Copy each of the rows below verbatim, changing nothing.

(Items stored from a collection)
========
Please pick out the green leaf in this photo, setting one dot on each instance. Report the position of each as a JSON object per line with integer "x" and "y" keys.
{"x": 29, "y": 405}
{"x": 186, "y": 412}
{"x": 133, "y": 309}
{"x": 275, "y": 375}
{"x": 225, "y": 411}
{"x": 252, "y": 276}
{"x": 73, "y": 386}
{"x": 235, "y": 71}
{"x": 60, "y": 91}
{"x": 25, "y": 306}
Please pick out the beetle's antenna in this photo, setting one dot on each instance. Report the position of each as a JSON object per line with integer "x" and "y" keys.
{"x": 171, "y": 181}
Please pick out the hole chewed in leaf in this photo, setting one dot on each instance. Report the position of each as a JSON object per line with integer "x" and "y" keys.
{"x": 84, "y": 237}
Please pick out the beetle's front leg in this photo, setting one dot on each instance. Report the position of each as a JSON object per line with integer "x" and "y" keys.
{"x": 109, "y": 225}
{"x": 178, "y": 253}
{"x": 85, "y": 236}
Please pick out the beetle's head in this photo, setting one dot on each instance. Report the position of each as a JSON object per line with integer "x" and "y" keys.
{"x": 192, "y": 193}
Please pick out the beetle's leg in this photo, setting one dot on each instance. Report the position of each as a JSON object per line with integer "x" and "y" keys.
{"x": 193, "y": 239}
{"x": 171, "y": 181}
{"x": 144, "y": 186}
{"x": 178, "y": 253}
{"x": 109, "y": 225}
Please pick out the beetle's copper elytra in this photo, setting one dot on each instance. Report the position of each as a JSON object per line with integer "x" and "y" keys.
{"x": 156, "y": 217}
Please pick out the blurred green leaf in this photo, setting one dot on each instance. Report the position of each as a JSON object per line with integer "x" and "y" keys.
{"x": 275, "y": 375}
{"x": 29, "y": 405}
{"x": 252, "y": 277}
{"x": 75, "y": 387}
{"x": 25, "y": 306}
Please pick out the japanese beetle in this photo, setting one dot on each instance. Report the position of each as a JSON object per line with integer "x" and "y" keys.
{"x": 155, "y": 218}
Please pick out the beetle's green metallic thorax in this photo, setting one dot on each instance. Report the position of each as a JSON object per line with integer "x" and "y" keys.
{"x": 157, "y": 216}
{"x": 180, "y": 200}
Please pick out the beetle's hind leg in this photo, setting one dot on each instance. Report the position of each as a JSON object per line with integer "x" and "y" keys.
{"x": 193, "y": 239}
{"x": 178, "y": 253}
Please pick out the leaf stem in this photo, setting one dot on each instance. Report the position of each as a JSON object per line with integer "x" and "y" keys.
========
Result for this exercise ->
Please pick out the green leaf in this photo, setting one dot on each instance. Report the position of each as a JSON object per line with integer "x" and "y" keys.
{"x": 29, "y": 405}
{"x": 186, "y": 412}
{"x": 133, "y": 309}
{"x": 275, "y": 375}
{"x": 225, "y": 411}
{"x": 252, "y": 276}
{"x": 73, "y": 386}
{"x": 235, "y": 71}
{"x": 60, "y": 91}
{"x": 25, "y": 306}
Please pick out the beetle's antenna in this photo, setting one dot on each instance. Report the position of each as a JSON object per line with integer "x" and "y" keys.
{"x": 171, "y": 181}
Please pick out the hole chewed in leaf in this photo, setting one dot on each instance. Report the position of each as a JSON object per line with integer "x" and "y" keys.
{"x": 84, "y": 237}
Please pick out the beetle's front leg in this photo, setting one dot on each instance. Report the position of each as a JSON object per line with integer "x" and "y" keys.
{"x": 109, "y": 225}
{"x": 178, "y": 253}
{"x": 85, "y": 236}
Please pick out the beetle's head in this photo, setting one dot on each instance. Report the position of each as a JSON object per line with integer "x" and "y" keys.
{"x": 192, "y": 193}
Please pick out the beetle's leg in this photo, setting one dot on each instance. Report the position of each as a JSON object per line with integer "x" and "y" keys.
{"x": 193, "y": 239}
{"x": 171, "y": 181}
{"x": 144, "y": 186}
{"x": 178, "y": 253}
{"x": 109, "y": 225}
Please pick out the beetle's copper elytra in this photo, setting one dot on each instance. Report the position of each as a JSON object per line with integer "x" and "y" keys.
{"x": 156, "y": 217}
Please pick out the blurred green leaf in this photo, setting one dot on each instance. Report the position of each as a JSON object per line with integer "x" and "y" keys.
{"x": 275, "y": 375}
{"x": 29, "y": 405}
{"x": 252, "y": 277}
{"x": 75, "y": 387}
{"x": 25, "y": 306}
Please pick out the japanese beetle in this photo, setting one dot on each instance. Report the position of each as a JSON object per line with integer "x" and "y" keys.
{"x": 155, "y": 218}
Please pick out the beetle's green metallic thorax in this photo, setting one dot on each instance. Report the position of each as a JSON object per line with integer "x" and "y" keys.
{"x": 157, "y": 216}
{"x": 180, "y": 200}
Please pick out the beetle's hind leg in this photo, setting one dot on each instance. Report the position of each as a JSON object per line with integer "x" and "y" keys.
{"x": 193, "y": 239}
{"x": 178, "y": 253}
Please pick out the leaf stem in this photo, setting one dot on each instance. Report the position of each as a JSON object per line with integer "x" and "y" keys.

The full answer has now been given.